Task requirements
Please output every record exactly, keeping each line as it is.
━━━━━━━━━━━━━━━━
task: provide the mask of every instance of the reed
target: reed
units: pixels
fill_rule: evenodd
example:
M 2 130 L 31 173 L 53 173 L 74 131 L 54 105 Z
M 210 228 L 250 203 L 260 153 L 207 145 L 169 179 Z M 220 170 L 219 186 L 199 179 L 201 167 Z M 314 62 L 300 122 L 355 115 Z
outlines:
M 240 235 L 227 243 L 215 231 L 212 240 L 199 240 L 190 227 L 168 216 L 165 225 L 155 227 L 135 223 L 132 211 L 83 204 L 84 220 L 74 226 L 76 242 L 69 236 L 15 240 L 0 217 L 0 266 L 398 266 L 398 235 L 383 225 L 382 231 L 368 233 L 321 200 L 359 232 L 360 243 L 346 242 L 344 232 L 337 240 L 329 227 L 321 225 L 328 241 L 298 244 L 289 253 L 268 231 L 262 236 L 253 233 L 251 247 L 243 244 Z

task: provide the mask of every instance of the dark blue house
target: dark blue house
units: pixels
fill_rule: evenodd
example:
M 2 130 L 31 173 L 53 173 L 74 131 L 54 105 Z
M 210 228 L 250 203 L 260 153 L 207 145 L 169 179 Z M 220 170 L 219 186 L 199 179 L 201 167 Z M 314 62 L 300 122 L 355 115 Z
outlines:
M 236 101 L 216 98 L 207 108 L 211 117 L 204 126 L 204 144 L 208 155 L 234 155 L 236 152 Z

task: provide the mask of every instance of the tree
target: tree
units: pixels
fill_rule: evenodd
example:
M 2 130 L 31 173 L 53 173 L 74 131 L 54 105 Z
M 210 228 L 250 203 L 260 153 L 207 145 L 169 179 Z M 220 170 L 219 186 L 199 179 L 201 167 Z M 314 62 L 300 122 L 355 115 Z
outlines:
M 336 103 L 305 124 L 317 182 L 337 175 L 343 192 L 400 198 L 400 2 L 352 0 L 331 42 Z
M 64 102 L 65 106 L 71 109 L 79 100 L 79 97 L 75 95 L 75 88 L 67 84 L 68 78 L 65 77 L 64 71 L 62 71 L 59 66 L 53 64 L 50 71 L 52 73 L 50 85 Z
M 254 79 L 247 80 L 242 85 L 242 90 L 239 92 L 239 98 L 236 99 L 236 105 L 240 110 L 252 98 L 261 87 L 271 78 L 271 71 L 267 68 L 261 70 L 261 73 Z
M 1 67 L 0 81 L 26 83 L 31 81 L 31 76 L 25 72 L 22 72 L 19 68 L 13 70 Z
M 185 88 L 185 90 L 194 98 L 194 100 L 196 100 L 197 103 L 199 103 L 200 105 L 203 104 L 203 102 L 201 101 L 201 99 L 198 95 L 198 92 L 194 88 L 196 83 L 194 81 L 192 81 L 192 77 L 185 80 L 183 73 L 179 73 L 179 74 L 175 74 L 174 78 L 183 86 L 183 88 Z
━━━━━━━━━━━━━━━━
Written answer
task: provide the mask of every instance of the reed
target: reed
units: pixels
fill_rule: evenodd
example:
M 2 130 L 31 173 L 53 173 L 74 131 L 54 105 Z
M 210 228 L 250 203 L 260 153 L 207 145 L 169 179 Z M 220 170 L 219 186 L 199 179 L 201 167 Z M 314 62 L 300 122 L 355 115 Z
outlines:
M 240 235 L 227 243 L 215 231 L 212 240 L 199 240 L 190 227 L 168 216 L 165 225 L 155 227 L 135 223 L 132 211 L 83 204 L 84 220 L 74 226 L 76 242 L 69 236 L 15 240 L 0 217 L 0 266 L 398 266 L 398 235 L 383 225 L 382 231 L 368 233 L 321 200 L 359 232 L 360 243 L 346 242 L 344 232 L 337 240 L 329 227 L 321 225 L 328 241 L 298 244 L 289 253 L 268 231 L 262 236 L 253 233 L 251 247 L 243 244 Z

task: provide the mask of every instance of the dark blue house
target: dark blue house
units: pixels
fill_rule: evenodd
example:
M 2 130 L 31 173 L 53 173 L 74 131 L 54 105 Z
M 210 228 L 250 203 L 260 153 L 207 145 L 169 179 Z M 220 170 L 219 186 L 199 179 L 201 167 Z M 314 62 L 300 122 L 355 115 Z
outlines:
M 236 101 L 216 98 L 207 108 L 211 117 L 204 126 L 204 144 L 208 155 L 234 155 L 236 152 Z

task: provide the mask of every instance of the tree
target: tree
units: pixels
fill_rule: evenodd
example:
M 2 130 L 31 173 L 53 173 L 74 131 L 54 105 Z
M 210 228 L 250 203 L 260 153 L 207 145 L 169 179 Z M 220 170 L 219 186 L 199 179 L 201 167 Z M 314 62 L 300 122 L 355 115 Z
outlines:
M 336 103 L 305 124 L 317 182 L 337 175 L 343 192 L 400 198 L 400 2 L 352 0 L 331 42 Z
M 64 102 L 65 106 L 71 109 L 79 100 L 79 97 L 75 95 L 75 88 L 67 84 L 68 78 L 65 77 L 64 71 L 62 71 L 59 66 L 53 64 L 50 71 L 52 73 L 50 85 Z
M 254 79 L 247 80 L 242 85 L 242 90 L 239 92 L 239 98 L 236 99 L 236 105 L 240 110 L 252 98 L 261 87 L 271 78 L 271 71 L 267 68 L 261 70 L 261 73 Z
M 1 67 L 0 81 L 26 83 L 31 81 L 31 76 L 25 72 L 22 72 L 19 68 L 13 70 Z
M 185 88 L 185 90 L 194 98 L 194 100 L 196 100 L 197 103 L 199 103 L 200 105 L 203 104 L 203 102 L 201 101 L 201 99 L 198 95 L 198 92 L 194 88 L 196 83 L 194 81 L 192 81 L 192 77 L 185 80 L 183 73 L 179 73 L 179 74 L 175 74 L 174 78 L 183 86 L 183 88 Z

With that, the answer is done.